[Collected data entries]
━━━━━━━━
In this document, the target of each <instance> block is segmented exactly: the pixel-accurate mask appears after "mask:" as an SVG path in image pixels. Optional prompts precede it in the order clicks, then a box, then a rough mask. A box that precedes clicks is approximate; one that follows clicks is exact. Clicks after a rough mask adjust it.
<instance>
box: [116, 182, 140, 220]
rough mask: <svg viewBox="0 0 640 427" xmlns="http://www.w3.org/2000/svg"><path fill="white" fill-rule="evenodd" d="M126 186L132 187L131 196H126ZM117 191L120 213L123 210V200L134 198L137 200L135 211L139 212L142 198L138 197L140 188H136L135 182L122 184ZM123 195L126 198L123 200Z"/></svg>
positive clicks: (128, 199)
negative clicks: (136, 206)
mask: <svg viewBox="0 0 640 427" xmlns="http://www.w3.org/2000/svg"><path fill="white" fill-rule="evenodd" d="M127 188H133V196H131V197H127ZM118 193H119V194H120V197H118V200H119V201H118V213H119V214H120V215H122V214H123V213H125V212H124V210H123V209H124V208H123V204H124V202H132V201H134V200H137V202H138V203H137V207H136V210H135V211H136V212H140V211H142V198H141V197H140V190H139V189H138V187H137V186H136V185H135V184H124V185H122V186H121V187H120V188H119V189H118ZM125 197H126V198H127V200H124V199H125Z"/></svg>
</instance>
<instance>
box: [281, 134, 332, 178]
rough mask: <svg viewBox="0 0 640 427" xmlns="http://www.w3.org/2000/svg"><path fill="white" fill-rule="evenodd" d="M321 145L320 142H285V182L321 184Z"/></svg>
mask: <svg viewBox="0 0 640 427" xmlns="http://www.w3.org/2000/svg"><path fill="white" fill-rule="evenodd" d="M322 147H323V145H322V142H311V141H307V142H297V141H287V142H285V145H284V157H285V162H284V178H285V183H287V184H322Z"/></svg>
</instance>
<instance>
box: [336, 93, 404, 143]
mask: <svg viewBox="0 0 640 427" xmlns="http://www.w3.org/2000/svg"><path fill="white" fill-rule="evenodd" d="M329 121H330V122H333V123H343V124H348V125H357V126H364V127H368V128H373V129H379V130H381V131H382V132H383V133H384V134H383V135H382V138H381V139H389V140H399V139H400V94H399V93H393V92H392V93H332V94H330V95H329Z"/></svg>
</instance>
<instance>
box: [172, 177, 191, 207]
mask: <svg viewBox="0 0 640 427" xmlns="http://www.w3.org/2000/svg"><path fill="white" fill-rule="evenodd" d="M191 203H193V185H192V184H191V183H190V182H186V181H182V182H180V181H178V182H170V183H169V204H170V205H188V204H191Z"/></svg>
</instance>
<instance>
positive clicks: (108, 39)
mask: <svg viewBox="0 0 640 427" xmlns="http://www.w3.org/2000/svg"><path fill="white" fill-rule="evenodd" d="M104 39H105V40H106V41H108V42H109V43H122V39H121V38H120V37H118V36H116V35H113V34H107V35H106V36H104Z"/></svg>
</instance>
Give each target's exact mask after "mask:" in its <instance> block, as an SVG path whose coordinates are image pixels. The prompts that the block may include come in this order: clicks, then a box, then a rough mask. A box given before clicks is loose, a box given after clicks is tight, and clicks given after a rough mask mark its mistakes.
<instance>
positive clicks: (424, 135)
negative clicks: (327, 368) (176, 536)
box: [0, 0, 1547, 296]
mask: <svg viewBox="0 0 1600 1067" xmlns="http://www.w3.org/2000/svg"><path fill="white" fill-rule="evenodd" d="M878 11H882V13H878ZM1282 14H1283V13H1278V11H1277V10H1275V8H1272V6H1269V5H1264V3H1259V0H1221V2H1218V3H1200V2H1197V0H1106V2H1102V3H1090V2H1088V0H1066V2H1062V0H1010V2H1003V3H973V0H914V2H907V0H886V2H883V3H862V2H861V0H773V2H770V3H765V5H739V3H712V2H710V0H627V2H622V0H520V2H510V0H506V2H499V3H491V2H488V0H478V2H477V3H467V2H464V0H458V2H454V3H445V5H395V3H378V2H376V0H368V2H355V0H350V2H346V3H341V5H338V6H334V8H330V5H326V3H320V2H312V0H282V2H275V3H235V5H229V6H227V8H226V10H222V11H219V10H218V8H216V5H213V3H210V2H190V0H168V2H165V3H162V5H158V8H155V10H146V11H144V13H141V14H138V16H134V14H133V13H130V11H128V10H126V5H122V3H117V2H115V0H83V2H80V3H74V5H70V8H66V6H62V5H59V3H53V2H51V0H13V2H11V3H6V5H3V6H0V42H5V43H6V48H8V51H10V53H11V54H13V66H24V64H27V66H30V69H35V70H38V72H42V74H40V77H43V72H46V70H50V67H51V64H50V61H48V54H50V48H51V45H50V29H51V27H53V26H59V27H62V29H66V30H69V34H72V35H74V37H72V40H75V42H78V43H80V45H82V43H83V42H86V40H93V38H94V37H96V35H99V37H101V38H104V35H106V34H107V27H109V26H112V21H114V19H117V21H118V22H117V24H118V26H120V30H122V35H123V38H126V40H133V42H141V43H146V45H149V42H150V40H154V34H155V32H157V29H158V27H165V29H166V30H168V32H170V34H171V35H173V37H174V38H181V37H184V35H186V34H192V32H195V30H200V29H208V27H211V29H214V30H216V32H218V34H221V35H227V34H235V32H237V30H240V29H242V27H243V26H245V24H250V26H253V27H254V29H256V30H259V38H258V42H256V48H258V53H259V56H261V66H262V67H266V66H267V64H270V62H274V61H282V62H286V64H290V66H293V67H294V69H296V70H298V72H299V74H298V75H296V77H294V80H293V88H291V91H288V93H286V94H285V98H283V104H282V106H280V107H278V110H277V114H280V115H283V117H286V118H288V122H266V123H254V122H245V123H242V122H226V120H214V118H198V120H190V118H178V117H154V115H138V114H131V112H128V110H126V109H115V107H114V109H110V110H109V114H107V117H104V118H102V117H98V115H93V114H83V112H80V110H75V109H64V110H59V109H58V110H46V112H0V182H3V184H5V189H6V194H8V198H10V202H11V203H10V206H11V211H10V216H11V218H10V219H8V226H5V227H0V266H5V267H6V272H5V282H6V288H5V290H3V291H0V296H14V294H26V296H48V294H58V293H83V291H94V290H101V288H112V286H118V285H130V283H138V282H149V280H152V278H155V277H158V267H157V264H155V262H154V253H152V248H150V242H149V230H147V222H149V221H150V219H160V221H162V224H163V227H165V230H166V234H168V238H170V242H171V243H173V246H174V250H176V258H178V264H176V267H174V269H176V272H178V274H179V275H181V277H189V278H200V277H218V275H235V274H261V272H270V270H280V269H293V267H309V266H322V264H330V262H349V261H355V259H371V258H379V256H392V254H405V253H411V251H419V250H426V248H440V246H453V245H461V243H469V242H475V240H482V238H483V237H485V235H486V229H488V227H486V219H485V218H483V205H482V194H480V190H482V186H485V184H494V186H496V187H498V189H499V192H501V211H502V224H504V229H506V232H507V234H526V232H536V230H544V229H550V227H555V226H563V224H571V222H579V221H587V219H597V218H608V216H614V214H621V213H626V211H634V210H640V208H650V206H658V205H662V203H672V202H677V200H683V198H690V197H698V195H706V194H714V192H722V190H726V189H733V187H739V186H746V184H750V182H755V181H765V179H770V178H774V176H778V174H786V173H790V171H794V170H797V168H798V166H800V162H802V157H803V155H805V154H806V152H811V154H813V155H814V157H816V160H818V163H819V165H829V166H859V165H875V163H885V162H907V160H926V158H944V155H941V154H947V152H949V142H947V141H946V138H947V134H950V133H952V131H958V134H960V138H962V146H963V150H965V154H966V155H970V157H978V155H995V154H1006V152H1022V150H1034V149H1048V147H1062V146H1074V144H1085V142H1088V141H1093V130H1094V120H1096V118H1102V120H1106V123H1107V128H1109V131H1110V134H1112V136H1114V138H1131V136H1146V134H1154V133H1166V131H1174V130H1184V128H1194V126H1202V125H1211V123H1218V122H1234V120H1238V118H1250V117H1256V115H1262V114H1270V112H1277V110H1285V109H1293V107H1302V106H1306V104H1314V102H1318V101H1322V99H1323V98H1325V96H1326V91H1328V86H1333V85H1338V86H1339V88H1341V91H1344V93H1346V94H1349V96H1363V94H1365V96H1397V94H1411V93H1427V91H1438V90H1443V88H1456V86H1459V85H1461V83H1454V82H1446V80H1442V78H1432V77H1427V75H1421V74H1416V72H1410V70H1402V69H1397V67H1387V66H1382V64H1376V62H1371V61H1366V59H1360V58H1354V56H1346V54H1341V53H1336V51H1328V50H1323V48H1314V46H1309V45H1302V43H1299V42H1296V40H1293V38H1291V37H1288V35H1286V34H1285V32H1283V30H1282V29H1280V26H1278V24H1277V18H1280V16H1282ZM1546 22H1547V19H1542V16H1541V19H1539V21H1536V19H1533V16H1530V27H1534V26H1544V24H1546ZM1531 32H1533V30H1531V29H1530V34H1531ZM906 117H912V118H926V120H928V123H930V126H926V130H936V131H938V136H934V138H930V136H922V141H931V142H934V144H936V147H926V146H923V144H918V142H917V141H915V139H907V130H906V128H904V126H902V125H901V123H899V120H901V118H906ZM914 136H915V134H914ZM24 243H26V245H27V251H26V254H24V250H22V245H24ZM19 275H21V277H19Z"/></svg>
━━━━━━━━
_Task description_
For the word "each", please say how many lines in the entries hold it, with only the number as the reply.

_Exercise answer_
2